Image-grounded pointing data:
---------------

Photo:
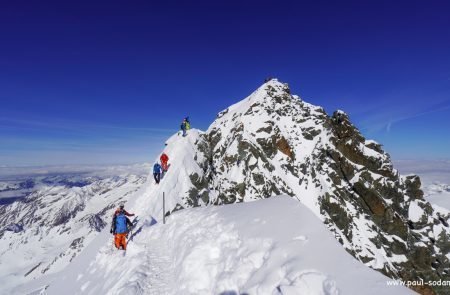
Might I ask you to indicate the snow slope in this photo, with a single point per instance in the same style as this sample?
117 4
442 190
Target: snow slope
272 246
43 232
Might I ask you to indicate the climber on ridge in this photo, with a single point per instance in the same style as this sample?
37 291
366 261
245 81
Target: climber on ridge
157 172
183 127
120 227
188 123
164 159
123 211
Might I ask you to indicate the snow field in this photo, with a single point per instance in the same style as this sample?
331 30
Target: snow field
272 246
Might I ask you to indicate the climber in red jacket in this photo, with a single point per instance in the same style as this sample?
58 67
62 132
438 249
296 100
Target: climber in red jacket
164 159
121 210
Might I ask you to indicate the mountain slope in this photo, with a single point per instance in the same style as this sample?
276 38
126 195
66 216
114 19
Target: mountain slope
275 246
273 142
43 231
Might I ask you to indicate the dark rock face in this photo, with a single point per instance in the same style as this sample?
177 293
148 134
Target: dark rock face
274 143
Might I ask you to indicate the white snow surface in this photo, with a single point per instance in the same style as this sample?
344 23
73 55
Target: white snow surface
272 246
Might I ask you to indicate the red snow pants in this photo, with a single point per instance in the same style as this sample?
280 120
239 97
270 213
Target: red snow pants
120 240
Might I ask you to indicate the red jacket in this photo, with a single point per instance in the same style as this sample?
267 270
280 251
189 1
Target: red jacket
124 212
164 158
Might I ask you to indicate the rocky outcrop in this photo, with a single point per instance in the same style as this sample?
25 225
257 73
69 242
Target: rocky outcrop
274 143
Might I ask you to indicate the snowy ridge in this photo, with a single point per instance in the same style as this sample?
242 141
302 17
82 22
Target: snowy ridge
269 144
273 143
237 248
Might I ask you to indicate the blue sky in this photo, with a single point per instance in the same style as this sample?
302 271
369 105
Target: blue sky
107 82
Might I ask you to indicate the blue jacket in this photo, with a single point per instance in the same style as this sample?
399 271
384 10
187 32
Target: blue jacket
157 168
121 224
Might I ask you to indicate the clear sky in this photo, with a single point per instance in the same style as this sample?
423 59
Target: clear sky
89 82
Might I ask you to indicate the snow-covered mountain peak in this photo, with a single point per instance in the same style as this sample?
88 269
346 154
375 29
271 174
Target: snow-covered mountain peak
273 143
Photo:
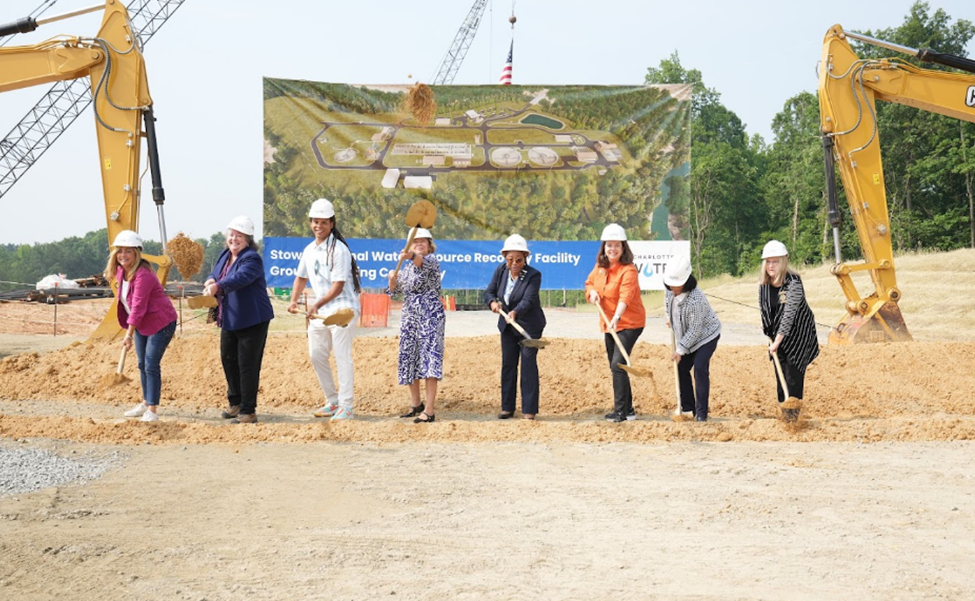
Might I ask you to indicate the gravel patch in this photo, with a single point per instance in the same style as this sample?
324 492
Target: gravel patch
26 469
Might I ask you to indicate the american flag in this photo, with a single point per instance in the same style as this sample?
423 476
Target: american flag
506 72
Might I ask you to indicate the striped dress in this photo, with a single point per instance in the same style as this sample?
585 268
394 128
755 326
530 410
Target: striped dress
791 317
422 322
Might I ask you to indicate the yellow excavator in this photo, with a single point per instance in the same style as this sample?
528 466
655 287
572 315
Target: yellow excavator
848 90
114 63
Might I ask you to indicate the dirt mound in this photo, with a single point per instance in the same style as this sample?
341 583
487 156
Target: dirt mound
868 393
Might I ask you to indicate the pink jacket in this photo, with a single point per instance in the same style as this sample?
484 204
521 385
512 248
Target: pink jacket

---------------

> **WHAT THE TASK REQUIRES**: Write out the records above in full and exactly, with no pictures.

> **WRITTEN RESPONSE**:
Photo:
Might I ask you to indicate the snow slope in this photo, with a single point per instance in the same style as this sample?
117 4
442 190
Target: snow slope
272 246
43 232
Might I ask you to indicate the climber on ridge in this photo, with a single point per instance in the same style as this sample?
37 291
366 261
245 81
Target: climber on ridge
157 172
183 127
120 227
188 123
164 159
123 211
Might I ask you to indicate the snow field in this photo, with a single point per instance in the same style as this sample?
331 30
Target: snow field
272 246
Might I ask you to indicate the climber in red jacket in this photo, with a single point per instance in the same style as this sample?
58 67
62 132
438 249
296 100
Target: climber in red jacket
164 159
121 210
Might I ask you to indicate the mountain slope in this photo, with a single point per instance in the same style as this sample?
276 38
126 195
66 216
114 19
Target: mountain slope
275 246
273 142
43 231
Might I ask you to indicate the dark rock face in this photo, with a single point per instance in the same style as this sample?
177 293
148 134
Target: dark rock face
274 143
Might I ask you to indicate the white snow surface in this photo, with a single point per instance in the same style as this sample?
344 23
73 55
Target: white snow surface
272 246
Might I ask you to indicate the red snow pants in this photo, with a single point per instance in the same style as this sample?
280 120
239 97
270 213
Target: red snow pants
120 240
Might I ask you to indicate the red jacket in this photo, with a single point per instance in the same style as this sample?
267 270
280 251
189 1
Target: red jacket
124 212
164 158
Might I ask you to indicate the rocky outcrop in this photo, with a single point per instance in the same style as this sample?
25 225
257 73
69 242
Target: rocky outcrop
274 143
Might I ask you to indicate the snowy ridge in this photo, with a single point per instance in the same style as this sample?
242 141
302 17
82 22
Target: snowy ridge
269 144
273 143
237 248
Might I ask you to indicate the blue sky in this photo, with a single point per instance in the same style as this sample?
302 271
369 105
Target: blue sky
107 82
Might I ask you to indicate the blue jacket in this photo, with a single point per instance in the same style as this sample?
399 271
384 10
187 32
Target: blue jacket
157 168
121 224
Might I ask you to indicate the clear sky in this photo, with a single point per instance in the same style as this sample?
423 59
Target: clear sky
89 82
Might I ask you to indicate the snow-covered mountain peak in this photo, with a single point per instance in the same style as this sample?
88 269
346 154
375 29
271 174
Target: snow-covered mountain peak
273 143
Photo:
Might I ask you to indicate the gravel patch in this photo, with a single point per instance in the same style as this sample?
324 492
Target: gravel patch
26 469
Might I ask you to indicate the american flag in this photo, with a single point per instance in the same style as this sample?
423 476
Target: american flag
506 72
Might I ask you to indicate the striped dress in this photo, with a single point per instance in the same style as this sample?
585 268
394 128
755 326
530 410
Target: striped dress
791 317
422 322
Might I ask you to indicate the yellow excavator in this photo, with a single point per instance in the same style as this sample?
528 466
655 287
572 315
Target: yellow excavator
848 90
114 63
Might I ask you to indicate the dirt mound in this photo, with a single point per instance in the same style as this sample?
341 583
487 156
Target: dirt mound
868 393
Might I ask you to indicate the pink jacket in this photo, with a single point per instance in the same style as this sample?
484 204
521 385
512 248
Target: pink jacket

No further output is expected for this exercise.